• Source passage:
Single by Janet Jackson

from the album Janet Remixed
- A-side: "Any Time, Any Place"
- Released: May 23, 1994
- Genre: R&B
- Length: 4:51
- Label: Virgin
- Songwriter(s): Janet Jackson; Jimmy Jam and Terry Lewis; Sly Stone;
- Producer(s): Jimmy Jam and Terry Lewis; Janet Jackson;

Janet Jackson singles chronology
| "Because of Love" (1994) | "Any Time, Any Place" / "And On and On" (1994) | "Throb" (1994) |

= And On and On =

1994 single by Janet Jackson

"And On and On" is a song by American singer Janet Jackson from her second remix album Janet Remixed (1995). As the B-side to "Any Time, Any Place", "And On and On" peaked at number one on the US Billboard Hot R&B/Hip-Hop Songs chart and number two on the Billboard Hot 100. It also reached number one as a B-side on the Cash Box chart in the summer of 1994.

==Release==
"And On and On" was released in May 1994 as an unreleased track on the cassette and CD singles of "Any Time, Any Place".

Some records
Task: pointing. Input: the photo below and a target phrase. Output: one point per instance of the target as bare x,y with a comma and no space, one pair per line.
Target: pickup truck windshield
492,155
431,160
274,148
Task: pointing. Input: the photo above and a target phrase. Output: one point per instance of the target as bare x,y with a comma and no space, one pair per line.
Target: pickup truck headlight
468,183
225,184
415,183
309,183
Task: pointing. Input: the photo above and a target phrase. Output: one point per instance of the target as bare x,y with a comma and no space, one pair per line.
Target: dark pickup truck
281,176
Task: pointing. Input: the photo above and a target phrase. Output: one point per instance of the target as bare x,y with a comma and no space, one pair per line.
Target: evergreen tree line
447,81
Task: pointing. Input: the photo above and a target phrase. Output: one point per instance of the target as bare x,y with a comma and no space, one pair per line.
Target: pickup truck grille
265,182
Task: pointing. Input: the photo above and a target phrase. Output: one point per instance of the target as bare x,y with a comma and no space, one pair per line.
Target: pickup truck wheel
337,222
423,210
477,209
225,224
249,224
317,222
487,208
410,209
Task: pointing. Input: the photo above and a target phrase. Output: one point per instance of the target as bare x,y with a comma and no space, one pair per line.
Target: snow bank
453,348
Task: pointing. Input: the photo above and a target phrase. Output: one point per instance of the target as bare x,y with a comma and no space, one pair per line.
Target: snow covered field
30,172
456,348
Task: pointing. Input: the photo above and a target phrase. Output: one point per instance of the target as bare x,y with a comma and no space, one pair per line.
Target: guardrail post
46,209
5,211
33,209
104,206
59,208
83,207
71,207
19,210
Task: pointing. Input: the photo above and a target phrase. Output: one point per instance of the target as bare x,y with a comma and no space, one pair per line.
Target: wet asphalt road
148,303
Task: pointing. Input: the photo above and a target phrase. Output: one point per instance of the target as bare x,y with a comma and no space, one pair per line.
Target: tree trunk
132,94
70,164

• Written request A: Name every chart mentioned in the article on "And On and On".
• Written request B: Return the part of the article on "And On and On" from "Janet Jackson singles" to "summer of 1994.", copied word for word.

• Correct answer A:
- US Billboard Hot R&B/Hip-Hop Songs
- Billboard Hot 100
- Cash Box

• Correct answer B:
Janet Jackson singles chronology
| "Because of Love" (1994) | "Any Time, Any Place" / "And On and On" (1994) | "Throb" (1994) |

= And On and On =

1994 single by Janet Jackson

"And On and On" is a song by American singer Janet Jackson from her second remix album Janet Remixed (1995). As the B-side to "Any Time, Any Place", "And On and On" peaked at number one on the US Billboard Hot R&B/Hip-Hop Songs chart and number two on the Billboard Hot 100. It also reached number one as a B-side on the Cash Box chart in the summer of 1994.